Available data:
* Start *
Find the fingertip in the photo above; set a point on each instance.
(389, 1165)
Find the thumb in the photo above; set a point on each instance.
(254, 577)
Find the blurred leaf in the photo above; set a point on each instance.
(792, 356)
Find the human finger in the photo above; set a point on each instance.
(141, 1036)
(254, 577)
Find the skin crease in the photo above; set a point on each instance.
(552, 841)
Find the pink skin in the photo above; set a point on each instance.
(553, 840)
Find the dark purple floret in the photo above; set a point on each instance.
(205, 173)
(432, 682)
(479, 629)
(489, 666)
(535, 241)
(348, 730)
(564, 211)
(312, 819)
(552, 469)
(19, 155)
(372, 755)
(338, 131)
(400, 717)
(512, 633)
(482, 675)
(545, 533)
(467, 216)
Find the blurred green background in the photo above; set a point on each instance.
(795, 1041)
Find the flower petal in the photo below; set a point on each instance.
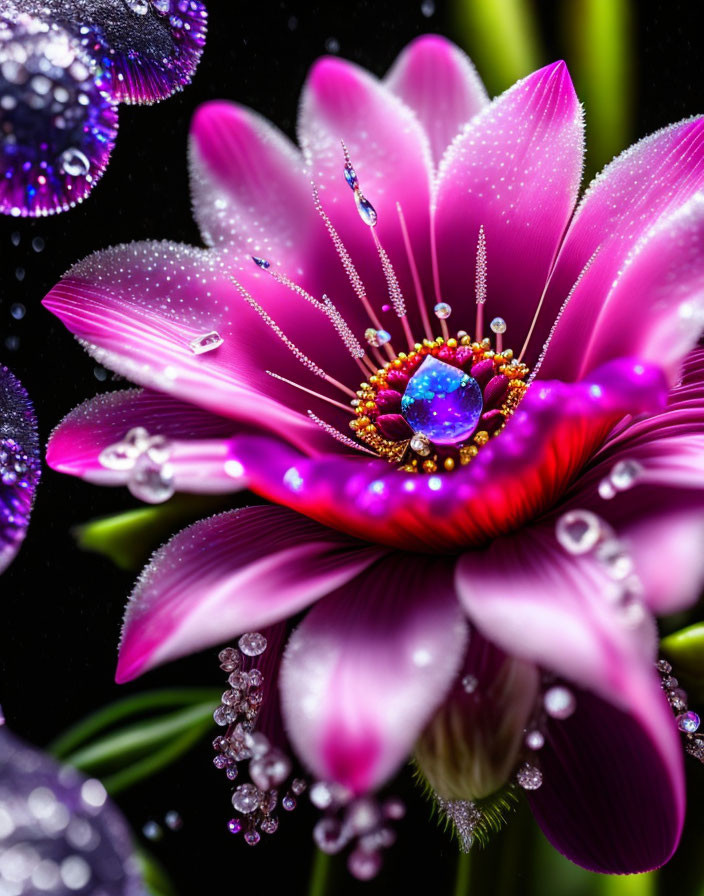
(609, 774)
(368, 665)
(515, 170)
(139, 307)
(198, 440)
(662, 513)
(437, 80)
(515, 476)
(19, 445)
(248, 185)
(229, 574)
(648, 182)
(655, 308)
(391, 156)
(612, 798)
* End *
To be done: Write the records above as a two-column CSV with the headers text and points, one row per record. Put each record's wording and its answer in their own quoted fields, turn line breaks into spaces, and leave out the pictures.

Full answer:
text,points
"Find the fingertip in the photo above; set a point on each instance.","(389, 1165)"
"Find the thumb in the photo above; set a point on each instance.","(254, 577)"
"Find the blurred leaf in the photo above; set a point on each instance.","(792, 356)"
"Find the human finger in the photo above; set a point on each instance.","(141, 1036) (254, 577)"
"Find the skin crease in the photo above; set a point on each instance.","(552, 841)"
"Find the pink skin in the photo above; set a point on each instance.","(553, 840)"
"Find the dark purple floret in the photo above; set a point on each instance.","(205, 173) (432, 682) (479, 629) (489, 666) (535, 241) (348, 730) (564, 211) (312, 819) (552, 469) (19, 155) (372, 755) (338, 131) (400, 717) (512, 633) (482, 675) (545, 533) (467, 216)"
"Find the blurred green background in the photo above; set a point on each instance.","(795, 1041)"
"Find the flower petal in the photo below; set a point on each instance.","(609, 774) (368, 665) (515, 170) (139, 307) (198, 440) (662, 513) (437, 80) (515, 476) (19, 445) (248, 185) (229, 574) (648, 182) (655, 308) (391, 156) (612, 798)"